### DATASET
════════

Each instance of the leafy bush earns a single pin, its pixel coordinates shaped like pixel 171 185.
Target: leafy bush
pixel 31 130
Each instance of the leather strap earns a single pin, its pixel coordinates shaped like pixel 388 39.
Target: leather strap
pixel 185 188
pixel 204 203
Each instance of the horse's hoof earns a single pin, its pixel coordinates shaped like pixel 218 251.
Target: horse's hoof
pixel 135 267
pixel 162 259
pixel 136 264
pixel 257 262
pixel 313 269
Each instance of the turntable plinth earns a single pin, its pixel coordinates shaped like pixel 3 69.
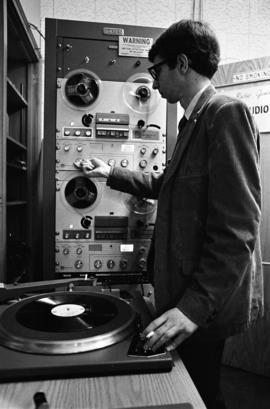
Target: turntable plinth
pixel 124 391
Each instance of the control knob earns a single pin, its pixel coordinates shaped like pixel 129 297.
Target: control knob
pixel 110 264
pixel 124 163
pixel 97 264
pixel 143 164
pixel 87 119
pixel 143 150
pixel 86 222
pixel 142 263
pixel 123 264
pixel 78 264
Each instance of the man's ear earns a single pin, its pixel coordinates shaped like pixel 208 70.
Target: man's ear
pixel 183 63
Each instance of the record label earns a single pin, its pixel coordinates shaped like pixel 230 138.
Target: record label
pixel 68 310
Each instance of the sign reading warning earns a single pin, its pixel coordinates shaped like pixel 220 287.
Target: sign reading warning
pixel 134 46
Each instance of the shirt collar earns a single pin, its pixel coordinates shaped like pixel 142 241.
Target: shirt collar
pixel 194 101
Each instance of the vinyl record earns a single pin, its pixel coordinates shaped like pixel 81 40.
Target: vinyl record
pixel 65 323
pixel 80 192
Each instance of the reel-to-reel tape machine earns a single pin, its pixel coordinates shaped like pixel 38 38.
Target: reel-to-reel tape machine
pixel 105 108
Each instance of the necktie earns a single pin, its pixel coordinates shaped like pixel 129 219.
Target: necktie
pixel 182 123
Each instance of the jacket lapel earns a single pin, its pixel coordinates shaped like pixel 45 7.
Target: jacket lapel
pixel 188 131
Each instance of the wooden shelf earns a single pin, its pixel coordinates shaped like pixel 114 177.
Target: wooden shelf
pixel 17 203
pixel 16 144
pixel 20 142
pixel 17 167
pixel 15 100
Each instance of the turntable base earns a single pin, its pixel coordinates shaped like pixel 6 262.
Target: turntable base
pixel 155 390
pixel 21 358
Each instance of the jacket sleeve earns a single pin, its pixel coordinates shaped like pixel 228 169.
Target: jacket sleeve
pixel 234 203
pixel 135 182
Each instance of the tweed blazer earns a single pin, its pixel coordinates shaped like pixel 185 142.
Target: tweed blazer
pixel 207 259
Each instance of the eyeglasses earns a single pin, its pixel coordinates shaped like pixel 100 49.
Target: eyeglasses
pixel 154 70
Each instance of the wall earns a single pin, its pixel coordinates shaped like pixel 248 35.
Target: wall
pixel 242 26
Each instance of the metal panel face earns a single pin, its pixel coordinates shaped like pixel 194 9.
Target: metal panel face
pixel 105 107
pixel 99 56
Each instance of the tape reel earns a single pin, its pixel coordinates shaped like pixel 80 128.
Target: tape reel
pixel 139 95
pixel 81 89
pixel 80 192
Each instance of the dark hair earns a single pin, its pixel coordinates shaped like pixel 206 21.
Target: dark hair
pixel 194 39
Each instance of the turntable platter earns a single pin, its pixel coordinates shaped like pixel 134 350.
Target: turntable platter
pixel 66 323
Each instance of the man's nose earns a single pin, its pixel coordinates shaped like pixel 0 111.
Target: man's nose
pixel 155 84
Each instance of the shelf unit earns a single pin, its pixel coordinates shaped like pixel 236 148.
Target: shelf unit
pixel 19 145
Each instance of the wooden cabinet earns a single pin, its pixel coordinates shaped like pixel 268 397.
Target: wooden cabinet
pixel 19 144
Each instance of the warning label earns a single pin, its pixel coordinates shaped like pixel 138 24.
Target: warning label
pixel 134 46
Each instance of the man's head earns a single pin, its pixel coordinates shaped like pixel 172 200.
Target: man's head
pixel 185 58
pixel 192 38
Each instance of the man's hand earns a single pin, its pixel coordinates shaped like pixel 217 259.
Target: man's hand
pixel 93 167
pixel 170 329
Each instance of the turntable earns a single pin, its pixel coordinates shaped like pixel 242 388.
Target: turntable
pixel 73 334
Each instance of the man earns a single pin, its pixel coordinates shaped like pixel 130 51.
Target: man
pixel 207 262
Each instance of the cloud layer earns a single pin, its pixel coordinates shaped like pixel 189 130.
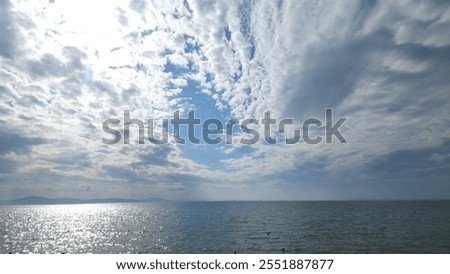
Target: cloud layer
pixel 66 66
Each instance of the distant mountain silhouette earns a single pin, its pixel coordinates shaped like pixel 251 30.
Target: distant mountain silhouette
pixel 36 200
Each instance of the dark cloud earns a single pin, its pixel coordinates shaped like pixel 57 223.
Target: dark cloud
pixel 12 142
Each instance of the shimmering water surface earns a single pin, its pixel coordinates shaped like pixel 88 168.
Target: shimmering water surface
pixel 225 227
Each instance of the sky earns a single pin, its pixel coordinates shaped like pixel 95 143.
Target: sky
pixel 67 66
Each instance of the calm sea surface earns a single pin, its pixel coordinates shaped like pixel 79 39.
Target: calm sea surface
pixel 225 227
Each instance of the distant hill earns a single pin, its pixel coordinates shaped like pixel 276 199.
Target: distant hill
pixel 35 200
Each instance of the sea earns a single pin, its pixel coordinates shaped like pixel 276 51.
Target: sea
pixel 228 227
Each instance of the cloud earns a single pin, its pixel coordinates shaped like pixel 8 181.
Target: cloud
pixel 66 67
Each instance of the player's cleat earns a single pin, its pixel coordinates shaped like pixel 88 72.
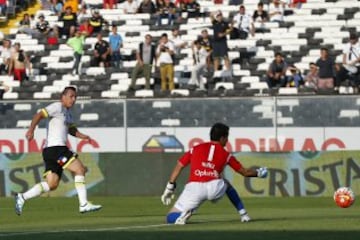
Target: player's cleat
pixel 181 220
pixel 19 203
pixel 89 207
pixel 245 218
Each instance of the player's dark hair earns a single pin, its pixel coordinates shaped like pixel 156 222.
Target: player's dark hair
pixel 218 130
pixel 67 89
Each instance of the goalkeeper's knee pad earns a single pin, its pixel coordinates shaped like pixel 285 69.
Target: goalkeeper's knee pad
pixel 171 217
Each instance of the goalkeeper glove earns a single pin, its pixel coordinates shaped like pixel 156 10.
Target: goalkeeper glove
pixel 261 172
pixel 168 193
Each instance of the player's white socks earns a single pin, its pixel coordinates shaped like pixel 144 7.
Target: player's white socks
pixel 242 211
pixel 81 189
pixel 36 190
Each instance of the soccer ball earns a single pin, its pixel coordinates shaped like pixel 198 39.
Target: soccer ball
pixel 344 197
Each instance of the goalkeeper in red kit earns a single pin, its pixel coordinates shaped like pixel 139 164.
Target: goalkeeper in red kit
pixel 207 162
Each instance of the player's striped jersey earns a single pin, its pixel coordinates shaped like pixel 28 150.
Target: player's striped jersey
pixel 207 161
pixel 59 120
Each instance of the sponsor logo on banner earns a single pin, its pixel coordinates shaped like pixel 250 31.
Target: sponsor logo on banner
pixel 292 174
pixel 163 143
pixel 20 172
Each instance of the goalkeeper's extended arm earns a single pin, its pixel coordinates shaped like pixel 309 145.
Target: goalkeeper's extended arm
pixel 168 194
pixel 259 172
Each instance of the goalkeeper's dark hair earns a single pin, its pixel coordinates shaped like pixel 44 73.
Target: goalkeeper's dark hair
pixel 219 130
pixel 67 89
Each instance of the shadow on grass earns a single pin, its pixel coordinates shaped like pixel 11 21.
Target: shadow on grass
pixel 185 234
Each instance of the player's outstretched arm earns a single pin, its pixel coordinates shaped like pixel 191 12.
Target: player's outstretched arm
pixel 259 172
pixel 73 131
pixel 34 122
pixel 168 194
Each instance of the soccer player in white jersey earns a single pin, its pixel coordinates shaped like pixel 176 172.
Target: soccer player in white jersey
pixel 57 156
pixel 207 162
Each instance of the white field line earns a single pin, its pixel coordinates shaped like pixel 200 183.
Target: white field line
pixel 84 230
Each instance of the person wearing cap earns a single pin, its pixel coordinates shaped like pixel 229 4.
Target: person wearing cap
pixel 97 21
pixel 42 25
pixel 77 44
pixel 165 9
pixel 130 7
pixel 74 4
pixel 145 57
pixel 276 73
pixel 179 43
pixel 243 25
pixel 351 55
pixel 165 56
pixel 102 55
pixel 221 28
pixel 326 66
pixel 3 89
pixel 116 42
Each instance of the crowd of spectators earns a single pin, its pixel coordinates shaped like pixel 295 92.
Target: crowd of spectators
pixel 210 50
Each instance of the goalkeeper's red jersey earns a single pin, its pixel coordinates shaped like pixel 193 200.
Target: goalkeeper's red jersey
pixel 207 161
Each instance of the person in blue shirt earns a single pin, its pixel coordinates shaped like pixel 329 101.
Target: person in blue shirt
pixel 115 41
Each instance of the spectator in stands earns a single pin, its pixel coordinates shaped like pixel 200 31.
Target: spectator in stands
pixel 220 49
pixel 242 25
pixel 145 56
pixel 130 6
pixel 295 78
pixel 102 55
pixel 3 7
pixel 147 6
pixel 19 63
pixel 206 42
pixel 116 42
pixel 57 7
pixel 83 14
pixel 27 25
pixel 235 2
pixel 260 17
pixel 312 77
pixel 276 11
pixel 326 70
pixel 296 3
pixel 200 56
pixel 74 4
pixel 109 4
pixel 53 36
pixel 276 73
pixel 3 89
pixel 165 56
pixel 165 9
pixel 42 25
pixel 86 28
pixel 77 44
pixel 177 41
pixel 26 21
pixel 351 58
pixel 5 56
pixel 192 7
pixel 342 77
pixel 97 21
pixel 69 20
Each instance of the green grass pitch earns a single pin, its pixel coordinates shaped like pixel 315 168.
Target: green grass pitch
pixel 143 218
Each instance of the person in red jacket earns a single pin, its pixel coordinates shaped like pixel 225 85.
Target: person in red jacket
pixel 207 162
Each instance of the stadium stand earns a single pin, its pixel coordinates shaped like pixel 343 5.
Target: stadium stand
pixel 317 23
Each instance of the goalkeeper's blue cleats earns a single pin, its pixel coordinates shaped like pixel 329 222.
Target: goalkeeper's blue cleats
pixel 181 220
pixel 245 217
pixel 19 203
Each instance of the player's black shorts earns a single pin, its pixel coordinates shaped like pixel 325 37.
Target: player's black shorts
pixel 57 158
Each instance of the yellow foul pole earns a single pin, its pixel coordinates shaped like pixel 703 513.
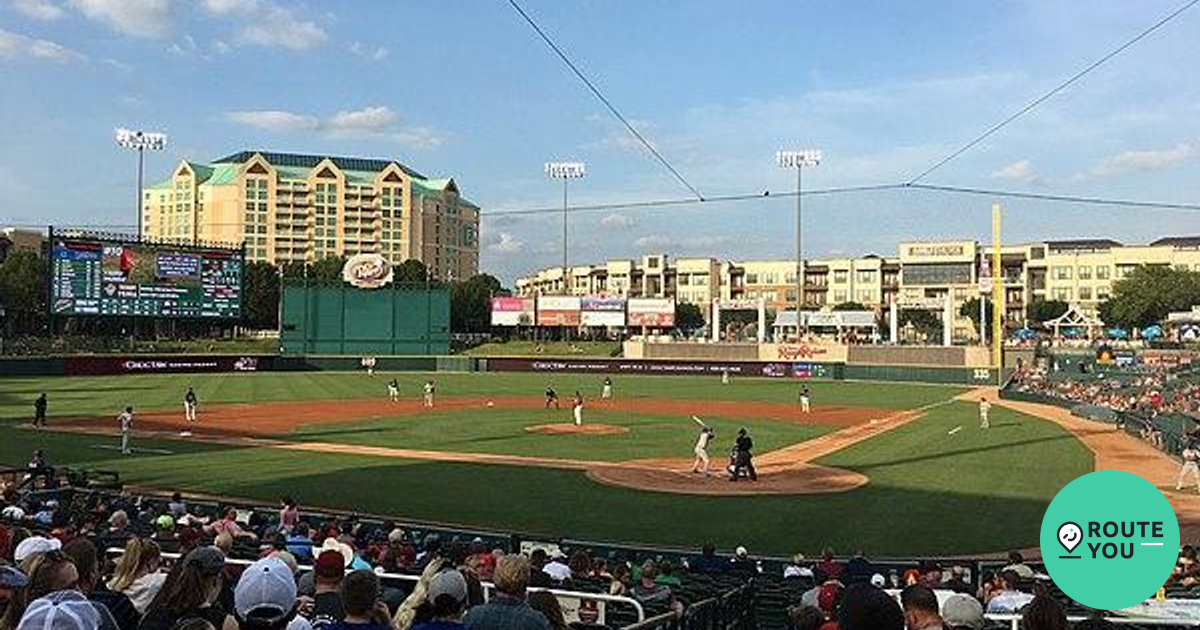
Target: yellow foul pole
pixel 997 298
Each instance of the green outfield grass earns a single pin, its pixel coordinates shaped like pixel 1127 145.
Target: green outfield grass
pixel 930 492
pixel 503 432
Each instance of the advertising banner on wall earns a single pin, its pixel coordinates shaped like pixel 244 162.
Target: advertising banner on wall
pixel 603 311
pixel 513 311
pixel 652 312
pixel 558 311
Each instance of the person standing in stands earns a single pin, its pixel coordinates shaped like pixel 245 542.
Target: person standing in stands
pixel 189 412
pixel 126 421
pixel 40 411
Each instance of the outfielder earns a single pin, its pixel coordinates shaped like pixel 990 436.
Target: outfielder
pixel 126 420
pixel 577 408
pixel 701 450
pixel 189 412
pixel 1191 466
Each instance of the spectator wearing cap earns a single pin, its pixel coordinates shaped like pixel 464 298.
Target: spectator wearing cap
pixel 327 600
pixel 361 605
pixel 64 610
pixel 265 598
pixel 865 607
pixel 508 609
pixel 447 597
pixel 191 589
pixel 1005 598
pixel 921 611
pixel 115 605
pixel 137 573
pixel 963 612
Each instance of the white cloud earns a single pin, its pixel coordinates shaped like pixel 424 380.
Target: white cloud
pixel 275 120
pixel 617 221
pixel 16 46
pixel 503 243
pixel 41 10
pixel 1145 161
pixel 139 18
pixel 359 49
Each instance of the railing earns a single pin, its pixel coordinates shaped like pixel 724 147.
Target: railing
pixel 489 587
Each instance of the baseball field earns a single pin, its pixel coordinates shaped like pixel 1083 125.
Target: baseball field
pixel 895 469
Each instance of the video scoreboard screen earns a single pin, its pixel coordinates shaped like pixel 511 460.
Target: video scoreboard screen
pixel 105 277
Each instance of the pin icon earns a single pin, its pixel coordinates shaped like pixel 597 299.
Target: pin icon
pixel 1069 535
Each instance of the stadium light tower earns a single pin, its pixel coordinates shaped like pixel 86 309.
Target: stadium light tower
pixel 565 172
pixel 141 141
pixel 798 160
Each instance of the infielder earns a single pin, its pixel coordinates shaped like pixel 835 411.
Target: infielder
pixel 1191 466
pixel 429 395
pixel 701 450
pixel 577 408
pixel 189 412
pixel 126 420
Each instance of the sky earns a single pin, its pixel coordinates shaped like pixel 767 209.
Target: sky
pixel 466 89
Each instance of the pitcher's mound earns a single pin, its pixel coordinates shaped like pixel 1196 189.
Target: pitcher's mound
pixel 577 430
pixel 675 477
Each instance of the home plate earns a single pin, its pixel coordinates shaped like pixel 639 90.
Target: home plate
pixel 135 449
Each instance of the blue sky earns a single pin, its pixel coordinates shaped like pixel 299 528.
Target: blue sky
pixel 465 89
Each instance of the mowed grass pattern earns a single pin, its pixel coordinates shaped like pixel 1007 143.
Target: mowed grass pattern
pixel 108 395
pixel 503 432
pixel 930 492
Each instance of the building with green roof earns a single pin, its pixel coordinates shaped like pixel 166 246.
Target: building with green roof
pixel 287 208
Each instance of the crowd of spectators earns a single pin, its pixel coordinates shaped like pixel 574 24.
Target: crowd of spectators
pixel 52 564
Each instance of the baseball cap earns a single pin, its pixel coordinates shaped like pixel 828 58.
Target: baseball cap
pixel 12 577
pixel 35 545
pixel 963 611
pixel 449 582
pixel 64 610
pixel 330 565
pixel 265 592
pixel 209 559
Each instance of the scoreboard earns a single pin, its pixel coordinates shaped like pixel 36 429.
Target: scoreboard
pixel 91 276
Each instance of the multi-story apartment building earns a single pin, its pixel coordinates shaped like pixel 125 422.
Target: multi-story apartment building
pixel 924 274
pixel 289 208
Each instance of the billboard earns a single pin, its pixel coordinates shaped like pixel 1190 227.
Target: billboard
pixel 95 276
pixel 603 312
pixel 652 312
pixel 558 311
pixel 513 311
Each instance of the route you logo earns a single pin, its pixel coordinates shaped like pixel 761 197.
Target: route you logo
pixel 1110 540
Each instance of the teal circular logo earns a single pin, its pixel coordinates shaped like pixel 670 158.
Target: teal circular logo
pixel 1110 540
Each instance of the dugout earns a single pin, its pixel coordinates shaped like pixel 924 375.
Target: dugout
pixel 399 319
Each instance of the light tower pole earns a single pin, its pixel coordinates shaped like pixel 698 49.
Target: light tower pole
pixel 798 160
pixel 565 172
pixel 141 141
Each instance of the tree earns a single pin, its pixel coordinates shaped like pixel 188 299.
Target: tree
pixel 689 317
pixel 471 303
pixel 411 270
pixel 327 271
pixel 1147 294
pixel 970 310
pixel 261 295
pixel 23 292
pixel 1047 310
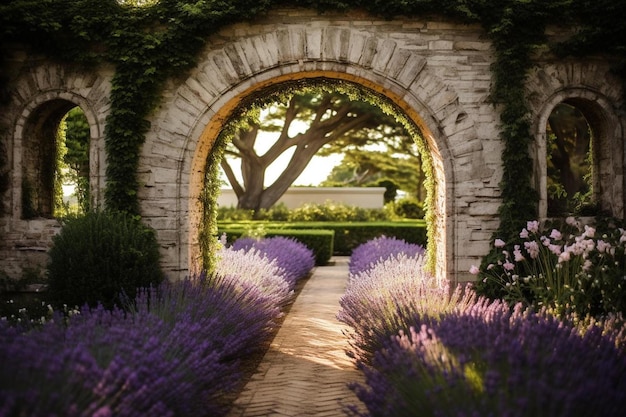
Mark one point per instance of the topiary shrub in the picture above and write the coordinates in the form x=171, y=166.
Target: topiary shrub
x=99, y=256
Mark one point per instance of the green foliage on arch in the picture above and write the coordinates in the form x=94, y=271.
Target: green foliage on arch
x=152, y=42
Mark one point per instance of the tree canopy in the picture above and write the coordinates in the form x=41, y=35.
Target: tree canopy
x=307, y=123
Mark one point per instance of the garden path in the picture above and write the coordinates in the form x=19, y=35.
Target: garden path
x=305, y=371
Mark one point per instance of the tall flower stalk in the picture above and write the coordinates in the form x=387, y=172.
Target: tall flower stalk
x=575, y=269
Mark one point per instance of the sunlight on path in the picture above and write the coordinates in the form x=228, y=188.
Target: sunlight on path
x=306, y=371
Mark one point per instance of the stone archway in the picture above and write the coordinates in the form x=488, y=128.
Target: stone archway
x=200, y=105
x=584, y=86
x=42, y=95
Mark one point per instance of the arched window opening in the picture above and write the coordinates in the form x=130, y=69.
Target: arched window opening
x=569, y=162
x=75, y=163
x=55, y=169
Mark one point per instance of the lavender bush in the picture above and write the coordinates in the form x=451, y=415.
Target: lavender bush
x=172, y=353
x=490, y=361
x=384, y=299
x=293, y=257
x=368, y=254
x=252, y=267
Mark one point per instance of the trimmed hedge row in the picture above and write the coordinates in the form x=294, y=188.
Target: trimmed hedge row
x=319, y=241
x=347, y=235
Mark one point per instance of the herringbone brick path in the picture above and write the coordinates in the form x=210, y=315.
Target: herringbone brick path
x=305, y=372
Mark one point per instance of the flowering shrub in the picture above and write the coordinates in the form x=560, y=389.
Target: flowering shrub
x=368, y=254
x=490, y=361
x=574, y=268
x=384, y=299
x=251, y=267
x=294, y=258
x=172, y=352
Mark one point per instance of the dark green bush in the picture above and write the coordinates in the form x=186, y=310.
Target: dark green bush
x=320, y=241
x=348, y=235
x=407, y=208
x=334, y=212
x=101, y=255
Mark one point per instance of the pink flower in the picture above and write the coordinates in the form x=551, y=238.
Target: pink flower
x=555, y=234
x=555, y=249
x=603, y=246
x=532, y=248
x=532, y=226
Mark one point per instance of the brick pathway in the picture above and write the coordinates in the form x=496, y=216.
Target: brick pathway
x=305, y=371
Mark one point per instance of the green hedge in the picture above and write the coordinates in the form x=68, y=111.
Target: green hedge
x=347, y=235
x=319, y=241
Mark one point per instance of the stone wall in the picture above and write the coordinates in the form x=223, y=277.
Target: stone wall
x=364, y=197
x=435, y=71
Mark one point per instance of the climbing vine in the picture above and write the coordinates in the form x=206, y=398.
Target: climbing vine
x=161, y=40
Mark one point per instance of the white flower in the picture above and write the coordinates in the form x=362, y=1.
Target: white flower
x=532, y=226
x=555, y=249
x=555, y=234
x=532, y=248
x=589, y=231
x=603, y=246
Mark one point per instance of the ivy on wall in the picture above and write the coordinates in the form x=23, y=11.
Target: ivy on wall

════════

### GOAL
Convert the data above, from the line containing "Each instance of the shelf" up to and including the line containing "pixel 19 144", into a Markdown table with the columns Number and Entry. Give each line its own numbered row and omit any blank lines.

### COMPLETE ANSWER
| Number | Entry |
|---|---|
| 1 | Each instance of the shelf unit earns a single pin, its pixel coordinates shaped like pixel 236 148. |
| 2 | Target: shelf unit |
| 3 | pixel 19 145 |
| 4 | Each instance of the wooden cabinet earns a single pin, its pixel coordinates shaped like pixel 268 397. |
| 5 | Target: wooden cabinet |
| 6 | pixel 19 144 |